-- Opening Marker --

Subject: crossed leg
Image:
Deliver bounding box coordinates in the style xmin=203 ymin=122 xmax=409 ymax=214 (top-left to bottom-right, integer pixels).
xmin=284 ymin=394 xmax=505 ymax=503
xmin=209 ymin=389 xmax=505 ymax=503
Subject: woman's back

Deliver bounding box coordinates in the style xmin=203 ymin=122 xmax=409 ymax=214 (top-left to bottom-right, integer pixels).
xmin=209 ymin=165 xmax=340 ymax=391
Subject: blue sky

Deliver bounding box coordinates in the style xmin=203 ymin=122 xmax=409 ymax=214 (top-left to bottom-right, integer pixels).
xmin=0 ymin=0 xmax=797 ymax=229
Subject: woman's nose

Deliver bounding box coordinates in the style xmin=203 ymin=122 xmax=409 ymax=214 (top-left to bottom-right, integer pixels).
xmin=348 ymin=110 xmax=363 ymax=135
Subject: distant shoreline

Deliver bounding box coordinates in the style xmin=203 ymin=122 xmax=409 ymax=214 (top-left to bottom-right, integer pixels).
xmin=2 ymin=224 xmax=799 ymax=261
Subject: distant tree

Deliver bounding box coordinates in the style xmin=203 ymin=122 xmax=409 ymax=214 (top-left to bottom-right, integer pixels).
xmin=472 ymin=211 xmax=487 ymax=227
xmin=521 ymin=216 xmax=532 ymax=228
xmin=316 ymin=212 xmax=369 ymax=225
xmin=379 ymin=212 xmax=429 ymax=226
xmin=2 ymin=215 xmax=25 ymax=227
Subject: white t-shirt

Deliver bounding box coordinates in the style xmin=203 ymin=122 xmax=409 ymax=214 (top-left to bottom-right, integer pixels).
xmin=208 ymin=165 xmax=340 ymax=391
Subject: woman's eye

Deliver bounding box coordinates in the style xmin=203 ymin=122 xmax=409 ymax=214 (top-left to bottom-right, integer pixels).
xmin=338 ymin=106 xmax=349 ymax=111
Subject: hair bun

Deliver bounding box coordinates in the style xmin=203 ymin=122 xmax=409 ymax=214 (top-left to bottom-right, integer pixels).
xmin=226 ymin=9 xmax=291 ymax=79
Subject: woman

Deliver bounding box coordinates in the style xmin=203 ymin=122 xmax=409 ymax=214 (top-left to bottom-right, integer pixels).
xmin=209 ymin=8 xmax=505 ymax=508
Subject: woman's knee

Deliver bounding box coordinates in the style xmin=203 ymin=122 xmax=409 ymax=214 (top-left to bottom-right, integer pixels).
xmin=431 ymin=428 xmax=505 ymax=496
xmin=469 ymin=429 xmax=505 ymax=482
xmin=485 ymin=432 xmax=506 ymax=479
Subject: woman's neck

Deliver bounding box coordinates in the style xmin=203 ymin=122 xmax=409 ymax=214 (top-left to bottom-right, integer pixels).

-- Closing Marker --

## TASK DIRECTIONS
Starting with the first line of the entries, transcribe every line up to and including the one with "Subject: woman's knee".

## ANSWER AREA
Subject: crossed leg
Image:
Deliver bounding box coordinates in the style xmin=203 ymin=122 xmax=409 ymax=214 (top-left to bottom-right, integer pixels).
xmin=284 ymin=394 xmax=505 ymax=503
xmin=209 ymin=389 xmax=505 ymax=503
Subject: woman's back

Deliver bounding box coordinates in the style xmin=203 ymin=122 xmax=409 ymax=214 (top-left to bottom-right, integer pixels).
xmin=209 ymin=165 xmax=340 ymax=391
Subject: blue sky

Deliver bounding box coordinates in the style xmin=203 ymin=122 xmax=409 ymax=214 (top-left to bottom-right, integer pixels).
xmin=0 ymin=0 xmax=797 ymax=229
Subject: woman's nose

Deliver bounding box coordinates in the style xmin=203 ymin=122 xmax=409 ymax=214 (top-left to bottom-right, integer pixels).
xmin=348 ymin=110 xmax=363 ymax=135
Subject: distant shoreline

Deliver bounding box coordinates in the style xmin=203 ymin=122 xmax=409 ymax=214 (top-left to bottom-right, integer pixels).
xmin=2 ymin=224 xmax=799 ymax=261
Subject: distant tree

Deliver bounding box coordinates in the style xmin=203 ymin=122 xmax=409 ymax=214 (top-left to bottom-right, integer pixels).
xmin=472 ymin=211 xmax=487 ymax=227
xmin=521 ymin=216 xmax=532 ymax=228
xmin=316 ymin=212 xmax=369 ymax=225
xmin=379 ymin=212 xmax=429 ymax=226
xmin=2 ymin=215 xmax=25 ymax=227
Subject: white t-shirt

Deliver bounding box coordinates in the style xmin=203 ymin=122 xmax=409 ymax=214 (top-left to bottom-right, integer pixels).
xmin=208 ymin=165 xmax=340 ymax=391
Subject: woman's eye

Deliver bounding box coordinates in the style xmin=203 ymin=122 xmax=409 ymax=214 (top-left to bottom-right, integer pixels).
xmin=338 ymin=106 xmax=349 ymax=111
Subject: hair bun

Deliver bounding box coordinates in the style xmin=203 ymin=122 xmax=409 ymax=214 (top-left to bottom-right, integer pixels).
xmin=226 ymin=9 xmax=291 ymax=79
Subject: woman

Deliver bounding box coordinates in the style xmin=203 ymin=122 xmax=409 ymax=214 (top-left to bottom-right, integer pixels).
xmin=209 ymin=8 xmax=505 ymax=508
Subject: woman's knee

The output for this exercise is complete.